What is required:
Return, word for word, only the lines of the data below that lie between the line with "positive clicks: (290, 58)" and the line with "positive clicks: (455, 162)", those two lines included.

[Stored entries]
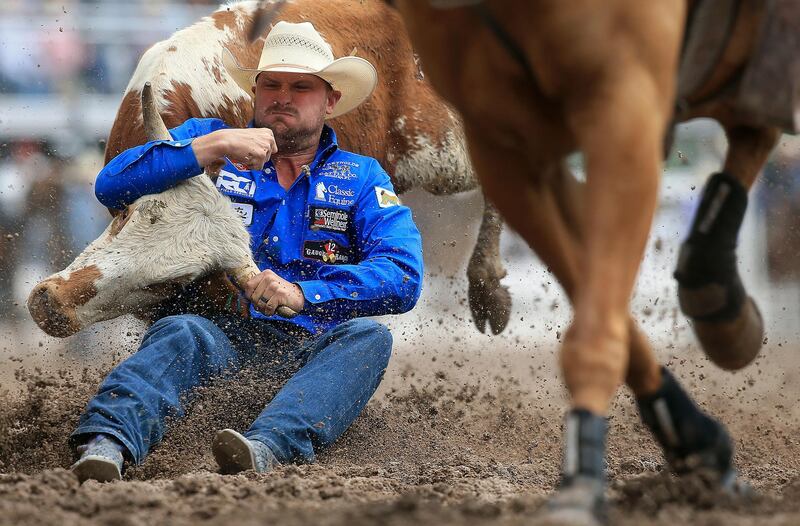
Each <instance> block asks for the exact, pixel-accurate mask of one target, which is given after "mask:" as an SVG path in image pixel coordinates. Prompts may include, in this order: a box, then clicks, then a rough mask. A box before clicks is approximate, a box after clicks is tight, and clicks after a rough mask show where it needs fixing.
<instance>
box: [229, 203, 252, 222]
mask: <svg viewBox="0 0 800 526" xmlns="http://www.w3.org/2000/svg"><path fill="white" fill-rule="evenodd" d="M231 206H232V207H233V209H234V210H235V211H236V213H237V214H239V217H241V218H242V224H243V225H244V226H250V225H252V224H253V205H250V204H247V203H231Z"/></svg>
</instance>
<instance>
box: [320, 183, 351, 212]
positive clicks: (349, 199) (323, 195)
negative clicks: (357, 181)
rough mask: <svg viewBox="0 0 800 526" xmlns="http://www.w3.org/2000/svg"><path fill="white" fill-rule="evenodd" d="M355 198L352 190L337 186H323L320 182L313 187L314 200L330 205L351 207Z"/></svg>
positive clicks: (326, 185)
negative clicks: (337, 205)
mask: <svg viewBox="0 0 800 526" xmlns="http://www.w3.org/2000/svg"><path fill="white" fill-rule="evenodd" d="M355 196H356V193H355V191H354V190H353V189H351V188H347V187H346V186H339V185H338V184H325V182H324V181H320V182H318V183H317V184H316V185H315V186H314V199H315V200H316V201H322V202H325V203H330V204H332V205H338V206H352V205H353V204H354V203H355V202H356V201H355Z"/></svg>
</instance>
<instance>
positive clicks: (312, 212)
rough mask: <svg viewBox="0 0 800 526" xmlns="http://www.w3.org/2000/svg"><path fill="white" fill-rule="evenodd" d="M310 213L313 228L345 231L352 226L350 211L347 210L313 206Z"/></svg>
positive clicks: (320, 206)
mask: <svg viewBox="0 0 800 526" xmlns="http://www.w3.org/2000/svg"><path fill="white" fill-rule="evenodd" d="M308 215H309V225H308V226H309V228H311V230H327V231H328V232H340V233H343V232H347V228H348V227H349V226H350V213H349V212H347V211H345V210H339V209H336V208H323V207H321V206H312V207H311V208H310V209H309V212H308Z"/></svg>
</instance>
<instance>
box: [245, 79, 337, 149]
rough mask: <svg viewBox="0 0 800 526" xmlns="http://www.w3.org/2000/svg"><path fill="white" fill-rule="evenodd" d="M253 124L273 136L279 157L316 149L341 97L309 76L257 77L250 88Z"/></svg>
mask: <svg viewBox="0 0 800 526" xmlns="http://www.w3.org/2000/svg"><path fill="white" fill-rule="evenodd" d="M253 94H254V95H255V111H254V116H253V121H254V124H255V125H256V126H258V127H262V128H269V129H271V130H272V132H273V133H274V134H275V141H276V142H277V146H278V153H291V152H295V151H300V150H304V149H307V148H312V147H316V145H317V143H318V142H319V135H320V133H321V132H322V126H323V124H324V123H325V117H326V116H327V115H329V114H330V113H331V112H332V111H333V108H334V106H336V103H337V102H338V100H339V98H340V97H341V93H339V92H338V91H333V89H331V87H330V86H329V85H328V83H327V82H325V81H324V80H322V79H321V78H319V77H317V76H316V75H311V74H309V73H279V72H272V71H266V72H264V73H260V74H259V75H258V77H257V78H256V84H255V86H253Z"/></svg>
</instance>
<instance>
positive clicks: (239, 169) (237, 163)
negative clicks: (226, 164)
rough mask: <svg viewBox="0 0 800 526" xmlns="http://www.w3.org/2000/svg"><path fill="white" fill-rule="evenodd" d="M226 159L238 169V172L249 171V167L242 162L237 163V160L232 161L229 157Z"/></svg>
mask: <svg viewBox="0 0 800 526" xmlns="http://www.w3.org/2000/svg"><path fill="white" fill-rule="evenodd" d="M228 160H229V161H231V164H232V165H233V166H234V167H236V169H237V170H239V171H240V172H249V171H250V169H249V168H248V167H247V166H245V165H243V164H242V163H239V162H236V161H232V160H230V159H228Z"/></svg>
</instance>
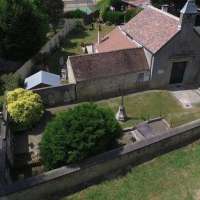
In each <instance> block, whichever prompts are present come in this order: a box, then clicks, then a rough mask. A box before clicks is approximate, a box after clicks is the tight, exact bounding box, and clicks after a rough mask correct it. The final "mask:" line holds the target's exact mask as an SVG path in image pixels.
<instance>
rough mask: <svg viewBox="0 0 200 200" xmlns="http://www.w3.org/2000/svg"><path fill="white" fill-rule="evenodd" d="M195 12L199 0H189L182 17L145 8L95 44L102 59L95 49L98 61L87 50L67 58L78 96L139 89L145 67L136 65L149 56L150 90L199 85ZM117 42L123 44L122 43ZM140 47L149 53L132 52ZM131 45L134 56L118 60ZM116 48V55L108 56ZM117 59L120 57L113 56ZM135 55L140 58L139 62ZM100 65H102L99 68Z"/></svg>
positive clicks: (198, 72)
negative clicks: (116, 54) (144, 57)
mask: <svg viewBox="0 0 200 200" xmlns="http://www.w3.org/2000/svg"><path fill="white" fill-rule="evenodd" d="M196 16H197V6H196V4H195V1H194V0H188V1H187V3H186V4H185V6H184V7H183V9H182V10H181V15H180V18H178V17H176V16H173V15H171V14H169V13H167V12H166V11H163V10H159V9H157V8H155V7H152V6H149V7H147V8H145V9H144V10H143V11H141V13H139V14H138V15H137V16H136V17H134V18H133V19H131V20H130V21H129V22H128V23H127V24H125V25H123V26H120V27H117V28H116V29H114V30H113V31H112V32H110V33H109V34H108V35H107V36H106V37H105V38H104V39H102V40H101V41H100V43H98V44H95V45H94V47H95V51H94V52H98V55H99V57H98V62H97V61H94V60H95V57H97V53H95V54H91V56H93V57H94V59H93V60H92V59H91V58H88V57H89V56H87V55H85V56H82V57H77V56H74V57H73V56H72V57H70V58H69V60H68V63H67V65H68V78H69V82H70V83H74V84H77V91H78V94H77V95H78V97H80V98H82V96H84V97H85V96H88V97H91V98H93V97H95V96H96V97H97V98H100V97H107V96H109V95H108V94H110V95H111V94H116V95H119V92H118V91H119V90H123V91H124V92H127V91H134V90H135V89H137V88H138V83H137V77H138V76H139V74H140V72H141V70H139V69H137V68H138V65H139V63H140V62H143V59H145V60H146V64H145V65H146V66H148V67H146V68H145V69H147V68H148V70H146V71H144V74H145V75H144V76H147V74H149V78H148V81H149V85H148V87H147V88H146V89H148V88H149V87H150V88H161V87H166V86H169V85H170V84H199V83H200V32H199V31H198V30H199V29H197V27H195V21H196ZM141 25H142V26H141ZM118 41H121V42H122V43H123V44H122V45H119V43H118ZM141 48H142V49H143V51H144V54H145V58H142V57H140V58H138V54H133V52H134V49H135V52H136V50H137V49H141ZM127 49H129V53H130V52H132V54H131V55H132V59H129V60H128V59H127V56H124V57H121V58H120V59H118V57H119V56H118V55H115V54H119V51H121V54H122V52H123V51H124V52H125V53H124V54H126V53H127V52H128V50H127ZM131 49H132V50H131ZM111 53H112V57H115V59H112V58H110V57H109V56H107V54H111ZM101 55H102V56H101ZM91 56H90V57H91ZM87 58H88V59H87ZM106 59H107V60H108V62H107V63H106V62H105V60H106ZM117 59H118V61H117V62H114V61H113V60H117ZM134 59H135V60H138V61H137V62H135V63H134ZM76 60H78V61H76ZM109 60H110V61H109ZM139 60H140V62H139ZM71 61H73V62H71ZM75 61H76V62H75ZM127 62H128V65H127ZM120 64H121V67H120V72H119V73H116V74H115V76H112V75H111V74H110V73H109V71H111V72H112V71H116V68H118V66H119V65H120ZM99 66H101V67H102V70H99V68H100V67H99ZM123 66H124V73H123V72H122V71H123ZM127 66H129V68H131V67H132V68H135V71H133V69H131V70H132V71H131V70H130V71H129V73H126V70H127V68H128V67H127ZM84 70H85V71H84ZM95 70H96V71H97V73H96V76H95V78H93V76H94V74H92V73H91V72H92V71H95ZM106 70H107V71H106ZM137 70H138V71H137ZM87 73H88V75H87V76H85V74H87ZM100 74H102V77H103V78H102V77H101V75H100ZM81 76H84V80H78V79H81V78H82V77H81ZM146 80H147V79H143V84H142V83H141V82H140V86H141V85H143V86H144V87H145V85H146V83H145V81H146Z"/></svg>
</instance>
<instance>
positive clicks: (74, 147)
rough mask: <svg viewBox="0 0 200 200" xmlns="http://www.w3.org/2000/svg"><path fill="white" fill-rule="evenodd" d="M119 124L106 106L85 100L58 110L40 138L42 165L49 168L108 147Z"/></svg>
mask: <svg viewBox="0 0 200 200" xmlns="http://www.w3.org/2000/svg"><path fill="white" fill-rule="evenodd" d="M120 133H121V128H120V125H119V124H118V122H117V121H116V119H115V117H114V114H113V113H112V111H110V110H109V109H105V108H99V107H97V106H96V105H95V104H90V103H85V104H82V105H79V106H77V107H75V108H73V109H70V110H68V111H66V112H61V113H59V114H58V115H57V116H56V117H55V119H54V120H53V121H51V122H50V123H49V124H48V125H47V127H46V129H45V131H44V134H43V137H42V141H41V146H40V150H41V156H42V159H43V163H44V166H45V167H46V168H47V169H53V168H57V167H60V166H63V165H65V164H68V163H74V162H78V161H81V160H83V159H85V158H88V157H89V156H92V155H96V154H98V153H101V152H104V151H106V150H108V149H111V148H112V147H113V145H114V144H115V143H116V138H118V137H119V136H120Z"/></svg>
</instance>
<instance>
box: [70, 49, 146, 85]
mask: <svg viewBox="0 0 200 200" xmlns="http://www.w3.org/2000/svg"><path fill="white" fill-rule="evenodd" d="M69 60H70V62H71V66H72V69H73V72H74V76H75V79H76V81H77V82H79V81H84V80H89V79H96V78H103V77H109V76H115V75H119V74H126V73H130V72H132V73H134V72H139V71H145V70H148V69H149V67H148V63H147V60H146V57H145V53H144V50H143V48H133V49H124V50H118V51H112V52H105V53H96V54H89V55H81V56H70V57H69Z"/></svg>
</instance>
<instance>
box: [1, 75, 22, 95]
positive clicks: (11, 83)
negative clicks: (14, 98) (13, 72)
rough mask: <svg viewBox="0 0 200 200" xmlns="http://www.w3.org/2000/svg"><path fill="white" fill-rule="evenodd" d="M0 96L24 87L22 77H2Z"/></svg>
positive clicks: (7, 75) (13, 75) (9, 75)
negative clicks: (22, 83) (6, 93)
mask: <svg viewBox="0 0 200 200" xmlns="http://www.w3.org/2000/svg"><path fill="white" fill-rule="evenodd" d="M0 83H1V85H0V94H2V93H4V92H5V91H10V90H14V89H16V88H18V87H19V86H21V85H22V80H21V78H20V76H18V75H16V74H13V73H10V74H4V75H2V76H0Z"/></svg>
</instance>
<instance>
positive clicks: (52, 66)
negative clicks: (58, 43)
mask: <svg viewBox="0 0 200 200" xmlns="http://www.w3.org/2000/svg"><path fill="white" fill-rule="evenodd" d="M113 28H114V26H108V25H102V30H101V33H100V34H101V37H103V36H105V35H106V34H107V33H108V32H110V31H111V30H112V29H113ZM96 41H97V26H96V25H95V26H94V29H91V26H90V25H88V26H85V27H78V28H76V29H74V30H72V31H71V32H70V33H69V34H68V35H67V37H66V39H65V40H64V42H63V44H62V46H61V47H60V48H59V49H57V50H56V51H55V52H54V53H53V54H52V55H51V56H50V57H49V59H48V61H47V64H48V66H49V70H50V72H52V73H55V74H60V67H59V58H60V57H61V56H63V58H64V59H65V60H67V57H68V56H71V55H79V54H83V51H82V49H81V43H84V44H91V43H94V42H96Z"/></svg>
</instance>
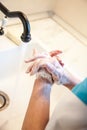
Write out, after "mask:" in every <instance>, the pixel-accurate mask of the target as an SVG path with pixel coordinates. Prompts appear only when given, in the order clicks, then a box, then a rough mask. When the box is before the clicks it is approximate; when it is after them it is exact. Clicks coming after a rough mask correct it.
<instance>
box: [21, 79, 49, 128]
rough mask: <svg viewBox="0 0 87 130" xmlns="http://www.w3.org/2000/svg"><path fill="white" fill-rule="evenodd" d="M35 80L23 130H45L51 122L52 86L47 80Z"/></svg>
mask: <svg viewBox="0 0 87 130" xmlns="http://www.w3.org/2000/svg"><path fill="white" fill-rule="evenodd" d="M44 80H45V79H43V78H40V79H39V78H38V79H36V80H35V83H34V88H33V92H32V96H31V99H30V103H29V106H28V109H27V112H26V115H25V119H24V123H23V127H22V130H44V129H45V126H46V124H47V122H48V120H49V105H50V91H51V85H52V84H50V83H49V82H48V81H47V80H45V81H44Z"/></svg>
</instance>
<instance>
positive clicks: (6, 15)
mask: <svg viewBox="0 0 87 130" xmlns="http://www.w3.org/2000/svg"><path fill="white" fill-rule="evenodd" d="M0 10H1V11H2V12H3V13H4V14H5V17H10V18H15V17H18V18H19V19H20V20H21V22H22V24H23V29H24V31H23V33H22V35H21V40H22V41H23V42H29V41H30V40H31V34H30V23H29V20H28V18H27V16H26V15H25V14H24V13H22V12H21V11H9V10H8V9H7V8H6V7H5V6H4V5H3V4H2V3H1V2H0ZM0 31H1V33H4V32H3V28H2V27H1V29H0Z"/></svg>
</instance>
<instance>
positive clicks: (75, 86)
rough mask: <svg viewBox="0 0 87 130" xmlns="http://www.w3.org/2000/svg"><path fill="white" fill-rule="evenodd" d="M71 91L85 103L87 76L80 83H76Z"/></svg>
mask: <svg viewBox="0 0 87 130" xmlns="http://www.w3.org/2000/svg"><path fill="white" fill-rule="evenodd" d="M72 92H73V93H74V94H75V95H76V96H77V97H78V98H79V99H80V100H81V101H82V102H83V103H85V104H86V105H87V78H86V79H85V80H84V81H83V82H81V83H80V84H78V85H76V86H75V87H74V88H73V89H72Z"/></svg>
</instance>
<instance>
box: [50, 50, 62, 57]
mask: <svg viewBox="0 0 87 130" xmlns="http://www.w3.org/2000/svg"><path fill="white" fill-rule="evenodd" d="M60 53H62V51H60V50H54V51H51V52H49V54H50V56H51V57H53V56H56V55H58V54H60Z"/></svg>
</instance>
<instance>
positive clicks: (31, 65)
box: [26, 63, 34, 73]
mask: <svg viewBox="0 0 87 130" xmlns="http://www.w3.org/2000/svg"><path fill="white" fill-rule="evenodd" d="M33 64H34V63H32V64H31V65H30V66H29V67H28V68H27V70H26V73H30V72H31V70H32V67H33Z"/></svg>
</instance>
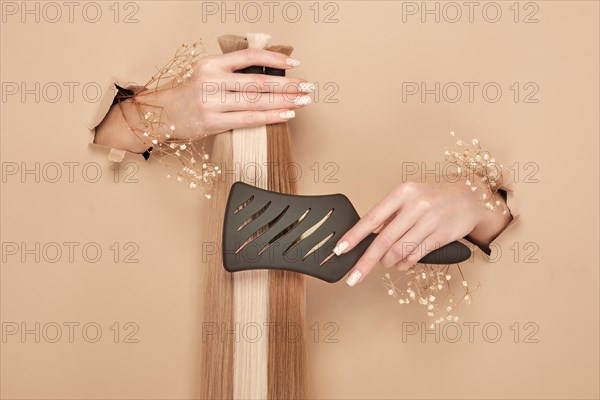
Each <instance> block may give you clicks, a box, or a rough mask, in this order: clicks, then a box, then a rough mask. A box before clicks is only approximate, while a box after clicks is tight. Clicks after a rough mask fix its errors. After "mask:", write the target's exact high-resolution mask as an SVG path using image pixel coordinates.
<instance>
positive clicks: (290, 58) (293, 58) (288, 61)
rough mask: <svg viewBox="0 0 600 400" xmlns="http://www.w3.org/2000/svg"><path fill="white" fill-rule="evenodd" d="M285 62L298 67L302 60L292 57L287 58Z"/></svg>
mask: <svg viewBox="0 0 600 400" xmlns="http://www.w3.org/2000/svg"><path fill="white" fill-rule="evenodd" d="M285 63H286V64H287V65H289V66H290V67H297V66H298V65H300V61H298V60H296V59H295V58H291V57H288V58H286V59H285Z"/></svg>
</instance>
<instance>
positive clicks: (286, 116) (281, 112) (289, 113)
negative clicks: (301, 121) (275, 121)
mask: <svg viewBox="0 0 600 400" xmlns="http://www.w3.org/2000/svg"><path fill="white" fill-rule="evenodd" d="M295 116H296V112H295V111H294V110H290V111H282V112H280V113H279V118H281V119H292V118H294V117H295Z"/></svg>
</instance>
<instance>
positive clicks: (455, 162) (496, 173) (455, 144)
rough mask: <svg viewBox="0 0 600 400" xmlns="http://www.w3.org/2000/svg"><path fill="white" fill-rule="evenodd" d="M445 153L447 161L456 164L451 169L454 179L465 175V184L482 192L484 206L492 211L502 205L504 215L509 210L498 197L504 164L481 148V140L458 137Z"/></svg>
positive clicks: (453, 163)
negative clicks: (494, 158)
mask: <svg viewBox="0 0 600 400" xmlns="http://www.w3.org/2000/svg"><path fill="white" fill-rule="evenodd" d="M450 136H453V137H454V136H455V134H454V132H450ZM444 155H445V156H446V161H447V162H448V163H450V164H451V165H453V166H454V171H452V170H451V171H450V174H451V175H453V179H456V180H459V179H460V178H463V177H464V178H465V179H466V180H465V184H466V185H467V186H470V187H471V190H472V191H473V192H475V191H477V190H479V191H480V192H481V196H480V197H479V203H480V204H481V205H482V206H483V207H485V208H486V209H488V210H490V211H494V210H496V209H497V208H498V207H501V208H502V214H503V215H504V214H506V213H507V212H508V210H507V209H506V205H505V204H504V202H502V201H500V200H498V199H497V198H496V193H497V192H498V189H499V188H500V186H502V181H503V174H502V168H503V166H502V164H498V163H497V162H496V160H495V159H494V157H492V156H491V154H490V153H489V152H488V151H485V150H483V149H482V148H481V146H480V144H479V140H477V139H473V140H472V141H471V143H470V144H469V143H466V142H464V141H462V140H460V139H458V140H457V141H456V143H455V144H454V146H453V147H452V148H451V149H448V150H446V151H445V152H444Z"/></svg>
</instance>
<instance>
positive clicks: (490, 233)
mask: <svg viewBox="0 0 600 400" xmlns="http://www.w3.org/2000/svg"><path fill="white" fill-rule="evenodd" d="M496 198H497V199H498V200H499V201H501V202H502V203H503V204H501V205H500V206H499V207H496V209H495V210H488V209H485V208H483V207H481V206H479V207H481V210H480V218H479V222H478V223H477V225H475V227H474V228H473V230H472V231H471V232H470V233H469V234H468V235H467V238H468V239H469V240H470V241H472V242H473V243H475V244H477V245H478V246H479V247H485V248H487V247H488V246H489V244H490V243H492V242H493V241H494V240H495V239H496V238H497V237H498V236H499V235H500V234H501V233H502V231H503V230H504V228H506V226H507V225H508V224H509V223H510V221H511V220H512V215H511V214H510V212H506V213H504V214H503V210H505V209H506V210H508V207H507V206H506V203H505V201H504V199H503V198H502V196H500V194H496Z"/></svg>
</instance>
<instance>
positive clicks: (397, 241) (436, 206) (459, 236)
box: [334, 177, 512, 286]
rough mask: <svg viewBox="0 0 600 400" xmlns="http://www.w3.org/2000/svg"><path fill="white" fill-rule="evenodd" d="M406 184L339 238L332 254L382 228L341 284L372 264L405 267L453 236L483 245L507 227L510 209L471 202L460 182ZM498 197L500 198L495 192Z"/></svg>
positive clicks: (444, 244) (477, 200)
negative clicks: (506, 226)
mask: <svg viewBox="0 0 600 400" xmlns="http://www.w3.org/2000/svg"><path fill="white" fill-rule="evenodd" d="M437 179H439V182H406V183H401V184H399V185H397V186H396V187H395V188H394V189H392V191H391V192H390V193H389V194H388V195H387V196H386V197H384V199H383V200H381V201H380V202H379V203H378V204H377V205H376V206H375V207H373V209H371V210H370V211H369V212H368V213H367V214H366V215H365V216H364V217H363V218H362V219H361V220H360V221H359V222H358V223H356V225H355V226H354V227H352V229H350V230H349V231H348V232H346V234H345V235H344V236H342V238H341V239H340V240H339V242H338V244H337V246H336V248H335V249H334V252H335V253H336V254H338V255H339V254H342V253H345V252H347V251H349V250H351V249H352V248H353V247H354V246H356V244H357V243H359V242H360V241H361V240H363V239H364V238H365V237H366V236H367V235H369V234H370V233H372V232H373V231H375V230H376V229H377V228H379V227H382V229H381V231H380V233H379V234H378V235H377V237H376V238H375V240H374V241H373V243H372V244H371V245H370V246H369V248H368V249H367V251H366V252H365V254H363V256H362V257H361V258H360V259H359V260H358V262H357V263H356V265H355V266H354V267H353V268H352V272H351V273H350V276H349V277H348V279H347V280H346V283H348V285H350V286H354V285H355V284H356V283H358V282H359V281H361V280H362V279H363V278H364V277H365V276H366V275H367V274H368V273H369V272H371V270H372V269H373V267H375V265H376V264H377V262H380V263H381V264H382V265H383V266H384V267H386V268H391V267H396V268H398V269H399V270H406V269H408V268H409V267H411V266H412V265H414V264H415V263H417V261H419V260H420V259H421V258H423V257H424V256H425V255H426V254H428V253H430V252H431V251H433V250H435V249H436V248H439V247H441V246H443V245H445V244H447V243H450V242H452V241H454V240H456V239H460V238H463V237H465V236H467V235H468V236H469V240H471V241H472V242H474V243H476V244H477V245H479V246H487V245H488V244H489V243H491V242H492V241H493V240H494V239H495V238H496V237H497V236H498V235H499V234H500V233H501V232H502V230H503V229H504V228H505V227H506V225H508V223H509V222H510V219H511V218H512V217H511V215H510V213H506V214H504V215H503V214H502V207H497V208H496V210H495V211H490V210H487V209H485V208H483V207H482V206H481V205H479V204H477V202H478V199H479V196H480V193H478V192H477V191H475V192H473V191H472V190H471V187H470V186H467V185H465V181H464V180H460V181H458V182H448V181H446V180H445V179H444V177H439V178H437ZM496 197H497V199H498V200H500V201H504V200H503V199H502V198H501V196H500V195H497V196H496Z"/></svg>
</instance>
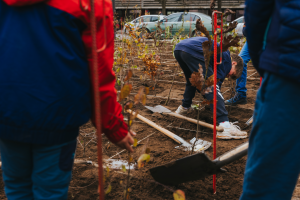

Answer below:
positive clicks: (290, 58) (293, 58) (288, 61)
rough mask: <svg viewBox="0 0 600 400" xmlns="http://www.w3.org/2000/svg"><path fill="white" fill-rule="evenodd" d="M285 62L298 67L302 60L292 57L287 58Z"/></svg>
mask: <svg viewBox="0 0 600 400" xmlns="http://www.w3.org/2000/svg"><path fill="white" fill-rule="evenodd" d="M285 63H286V64H287V65H289V66H290V67H297V66H298V65H300V61H298V60H296V59H295V58H291V57H288V58H286V59H285Z"/></svg>
</instance>
<instance>
positive clicks: (286, 116) (281, 112) (289, 113)
negative clicks: (301, 121) (275, 121)
mask: <svg viewBox="0 0 600 400" xmlns="http://www.w3.org/2000/svg"><path fill="white" fill-rule="evenodd" d="M295 116H296V112H295V111H294V110H290V111H282V112H280V113H279V118H281V119H292V118H294V117H295Z"/></svg>
</instance>
<instance>
positive clicks: (455, 162) (496, 173) (455, 144)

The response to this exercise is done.